-- Begin Dataset records --
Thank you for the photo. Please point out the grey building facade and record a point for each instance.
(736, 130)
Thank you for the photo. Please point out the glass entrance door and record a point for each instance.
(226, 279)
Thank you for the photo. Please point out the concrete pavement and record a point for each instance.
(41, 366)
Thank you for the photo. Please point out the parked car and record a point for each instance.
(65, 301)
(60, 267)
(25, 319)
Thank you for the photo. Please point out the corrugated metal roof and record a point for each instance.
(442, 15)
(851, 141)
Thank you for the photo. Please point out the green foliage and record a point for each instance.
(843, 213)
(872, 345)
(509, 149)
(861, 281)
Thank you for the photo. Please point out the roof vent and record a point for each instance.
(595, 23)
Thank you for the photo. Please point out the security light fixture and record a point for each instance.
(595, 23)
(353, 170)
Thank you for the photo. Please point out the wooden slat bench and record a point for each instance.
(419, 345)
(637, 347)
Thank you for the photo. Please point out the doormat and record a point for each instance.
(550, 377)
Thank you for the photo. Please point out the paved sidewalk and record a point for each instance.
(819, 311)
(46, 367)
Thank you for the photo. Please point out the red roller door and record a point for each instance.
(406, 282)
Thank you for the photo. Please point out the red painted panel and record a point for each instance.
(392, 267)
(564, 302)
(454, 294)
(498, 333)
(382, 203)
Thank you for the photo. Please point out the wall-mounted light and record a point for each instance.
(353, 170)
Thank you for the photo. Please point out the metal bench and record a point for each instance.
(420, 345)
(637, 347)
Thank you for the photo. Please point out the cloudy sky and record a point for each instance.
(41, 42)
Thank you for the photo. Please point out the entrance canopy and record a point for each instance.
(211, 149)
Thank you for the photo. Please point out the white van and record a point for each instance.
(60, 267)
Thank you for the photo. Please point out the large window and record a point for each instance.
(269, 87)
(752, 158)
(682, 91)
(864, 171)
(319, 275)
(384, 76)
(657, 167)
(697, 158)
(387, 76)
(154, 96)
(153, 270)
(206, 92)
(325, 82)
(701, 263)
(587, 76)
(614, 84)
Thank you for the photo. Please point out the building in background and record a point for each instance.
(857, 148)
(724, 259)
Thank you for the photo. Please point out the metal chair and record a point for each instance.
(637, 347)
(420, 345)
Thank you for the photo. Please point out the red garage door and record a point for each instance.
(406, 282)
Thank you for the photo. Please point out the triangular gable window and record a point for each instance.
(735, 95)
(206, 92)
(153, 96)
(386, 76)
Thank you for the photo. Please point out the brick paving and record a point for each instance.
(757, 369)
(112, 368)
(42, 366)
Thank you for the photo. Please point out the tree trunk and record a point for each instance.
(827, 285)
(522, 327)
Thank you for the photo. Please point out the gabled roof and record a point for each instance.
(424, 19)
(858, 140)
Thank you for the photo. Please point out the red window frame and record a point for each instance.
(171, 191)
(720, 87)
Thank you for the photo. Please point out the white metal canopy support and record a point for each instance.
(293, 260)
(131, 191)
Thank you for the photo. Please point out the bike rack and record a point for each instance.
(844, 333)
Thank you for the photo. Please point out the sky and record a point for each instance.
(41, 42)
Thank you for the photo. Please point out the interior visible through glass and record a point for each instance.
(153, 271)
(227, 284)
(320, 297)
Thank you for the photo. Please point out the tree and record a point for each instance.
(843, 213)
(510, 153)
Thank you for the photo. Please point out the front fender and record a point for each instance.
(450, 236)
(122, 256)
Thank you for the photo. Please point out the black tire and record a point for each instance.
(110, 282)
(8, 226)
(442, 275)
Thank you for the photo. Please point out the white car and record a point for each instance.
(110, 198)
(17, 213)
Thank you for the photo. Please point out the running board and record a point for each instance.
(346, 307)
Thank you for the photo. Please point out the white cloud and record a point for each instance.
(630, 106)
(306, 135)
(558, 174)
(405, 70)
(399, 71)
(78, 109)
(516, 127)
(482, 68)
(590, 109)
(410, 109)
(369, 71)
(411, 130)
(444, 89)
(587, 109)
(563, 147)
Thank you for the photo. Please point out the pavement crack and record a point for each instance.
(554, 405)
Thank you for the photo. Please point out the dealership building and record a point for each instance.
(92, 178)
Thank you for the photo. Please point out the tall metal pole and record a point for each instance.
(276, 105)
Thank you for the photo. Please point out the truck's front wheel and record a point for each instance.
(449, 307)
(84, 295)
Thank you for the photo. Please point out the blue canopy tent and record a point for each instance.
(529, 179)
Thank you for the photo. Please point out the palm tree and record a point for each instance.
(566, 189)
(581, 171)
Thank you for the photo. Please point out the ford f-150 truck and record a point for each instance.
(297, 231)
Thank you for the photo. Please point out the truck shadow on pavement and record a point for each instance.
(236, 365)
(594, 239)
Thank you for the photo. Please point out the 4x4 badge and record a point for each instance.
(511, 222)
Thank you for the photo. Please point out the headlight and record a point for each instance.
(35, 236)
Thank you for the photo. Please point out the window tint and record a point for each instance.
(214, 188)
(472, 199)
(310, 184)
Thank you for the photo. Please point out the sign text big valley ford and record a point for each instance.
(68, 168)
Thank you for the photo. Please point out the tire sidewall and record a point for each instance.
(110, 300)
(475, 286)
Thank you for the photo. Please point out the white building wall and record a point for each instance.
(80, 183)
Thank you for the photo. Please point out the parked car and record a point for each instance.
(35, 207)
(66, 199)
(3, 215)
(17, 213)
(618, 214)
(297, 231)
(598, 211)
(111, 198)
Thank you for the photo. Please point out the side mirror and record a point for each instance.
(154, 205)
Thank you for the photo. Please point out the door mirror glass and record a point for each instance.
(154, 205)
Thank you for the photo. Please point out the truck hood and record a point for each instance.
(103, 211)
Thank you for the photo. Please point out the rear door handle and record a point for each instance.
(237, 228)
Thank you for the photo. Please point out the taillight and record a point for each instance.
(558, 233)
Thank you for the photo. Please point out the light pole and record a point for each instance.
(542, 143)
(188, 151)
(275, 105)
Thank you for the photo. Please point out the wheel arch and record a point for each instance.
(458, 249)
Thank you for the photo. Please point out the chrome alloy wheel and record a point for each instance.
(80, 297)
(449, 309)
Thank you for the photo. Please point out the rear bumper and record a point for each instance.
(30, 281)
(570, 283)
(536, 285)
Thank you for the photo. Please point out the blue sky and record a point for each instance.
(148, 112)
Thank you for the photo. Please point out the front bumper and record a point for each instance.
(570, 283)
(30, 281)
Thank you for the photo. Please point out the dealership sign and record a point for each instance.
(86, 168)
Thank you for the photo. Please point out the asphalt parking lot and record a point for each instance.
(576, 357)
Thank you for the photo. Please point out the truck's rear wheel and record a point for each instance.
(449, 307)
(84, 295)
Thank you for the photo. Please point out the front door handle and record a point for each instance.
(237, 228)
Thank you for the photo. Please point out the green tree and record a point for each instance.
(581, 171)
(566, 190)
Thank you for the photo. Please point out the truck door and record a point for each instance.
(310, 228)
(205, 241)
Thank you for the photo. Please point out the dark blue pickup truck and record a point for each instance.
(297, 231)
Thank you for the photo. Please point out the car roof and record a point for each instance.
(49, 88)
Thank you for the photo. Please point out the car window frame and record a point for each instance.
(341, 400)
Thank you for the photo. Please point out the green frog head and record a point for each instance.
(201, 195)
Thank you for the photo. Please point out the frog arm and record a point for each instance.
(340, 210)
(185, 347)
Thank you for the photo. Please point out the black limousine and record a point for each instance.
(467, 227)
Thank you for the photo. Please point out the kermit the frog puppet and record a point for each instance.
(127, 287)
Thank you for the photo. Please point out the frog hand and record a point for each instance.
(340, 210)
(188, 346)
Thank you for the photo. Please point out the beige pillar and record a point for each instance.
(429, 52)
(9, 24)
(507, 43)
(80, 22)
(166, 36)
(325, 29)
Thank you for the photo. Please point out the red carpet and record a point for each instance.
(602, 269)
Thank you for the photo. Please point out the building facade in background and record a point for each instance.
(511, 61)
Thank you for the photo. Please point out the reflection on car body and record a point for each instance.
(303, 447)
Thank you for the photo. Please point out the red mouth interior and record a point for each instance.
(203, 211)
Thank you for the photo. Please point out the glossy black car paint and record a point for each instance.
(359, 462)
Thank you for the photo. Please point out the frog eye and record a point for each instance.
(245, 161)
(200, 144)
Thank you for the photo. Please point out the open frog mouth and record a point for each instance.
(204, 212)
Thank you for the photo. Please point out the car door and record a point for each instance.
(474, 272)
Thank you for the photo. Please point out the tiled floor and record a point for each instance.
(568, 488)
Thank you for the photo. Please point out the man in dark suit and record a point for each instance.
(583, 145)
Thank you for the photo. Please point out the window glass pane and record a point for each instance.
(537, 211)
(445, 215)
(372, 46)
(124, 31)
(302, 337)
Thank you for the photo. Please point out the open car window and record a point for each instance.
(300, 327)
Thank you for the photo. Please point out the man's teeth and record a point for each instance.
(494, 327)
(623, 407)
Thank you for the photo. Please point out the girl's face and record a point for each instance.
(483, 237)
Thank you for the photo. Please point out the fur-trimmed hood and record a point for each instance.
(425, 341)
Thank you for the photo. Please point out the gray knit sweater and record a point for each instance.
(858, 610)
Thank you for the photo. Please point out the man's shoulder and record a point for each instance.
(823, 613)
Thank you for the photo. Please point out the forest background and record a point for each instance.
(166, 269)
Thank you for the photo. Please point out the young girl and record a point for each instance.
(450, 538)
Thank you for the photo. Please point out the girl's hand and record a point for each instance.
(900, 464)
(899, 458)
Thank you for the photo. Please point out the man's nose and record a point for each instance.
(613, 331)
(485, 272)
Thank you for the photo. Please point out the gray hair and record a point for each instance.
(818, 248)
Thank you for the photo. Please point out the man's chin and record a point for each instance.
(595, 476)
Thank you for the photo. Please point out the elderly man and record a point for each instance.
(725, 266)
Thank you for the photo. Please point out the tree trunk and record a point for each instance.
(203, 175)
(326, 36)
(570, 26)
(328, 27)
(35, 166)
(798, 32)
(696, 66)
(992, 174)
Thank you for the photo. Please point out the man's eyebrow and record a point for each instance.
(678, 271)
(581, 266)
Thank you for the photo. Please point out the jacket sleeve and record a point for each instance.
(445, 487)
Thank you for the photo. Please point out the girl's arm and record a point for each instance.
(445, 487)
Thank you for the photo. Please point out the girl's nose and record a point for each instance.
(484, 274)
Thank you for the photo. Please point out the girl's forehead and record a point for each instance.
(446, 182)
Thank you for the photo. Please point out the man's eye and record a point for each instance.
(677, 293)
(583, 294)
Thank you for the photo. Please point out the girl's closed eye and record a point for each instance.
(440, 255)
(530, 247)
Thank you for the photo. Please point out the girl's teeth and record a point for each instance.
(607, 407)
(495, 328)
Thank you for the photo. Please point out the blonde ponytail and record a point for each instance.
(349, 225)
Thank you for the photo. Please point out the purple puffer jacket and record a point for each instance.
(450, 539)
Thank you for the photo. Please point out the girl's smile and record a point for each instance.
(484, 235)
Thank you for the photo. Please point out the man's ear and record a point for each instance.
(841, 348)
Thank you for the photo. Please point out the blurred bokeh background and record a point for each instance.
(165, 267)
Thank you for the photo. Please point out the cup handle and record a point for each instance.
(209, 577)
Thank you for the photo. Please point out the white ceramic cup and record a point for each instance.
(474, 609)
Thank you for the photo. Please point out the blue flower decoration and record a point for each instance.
-- End Dataset records --
# Exercise
Reproduce the lines from the one containing "Thank you for the photo. Please point out the girl's smile" through the end of the records, substituting "locate" for every "point out" and changing nothing else.

# Task answer
Thank you for the photo. Please locate the girl's smile and record a point for each instance.
(484, 235)
Thank you for the photo. Please locate the man's ear and record a point for each instance.
(841, 348)
Thank you for the photo. Please locate the blurred bokeh background and record a point for each instance.
(165, 267)
Thank you for the photo. Please locate the cup handle and record a point for each instance.
(209, 577)
Thank you for the photo. Please locate the white ceramic cup and record a point for each instance.
(474, 609)
Thank you for the photo. Please locate the blue flower decoration and record a point for each instance.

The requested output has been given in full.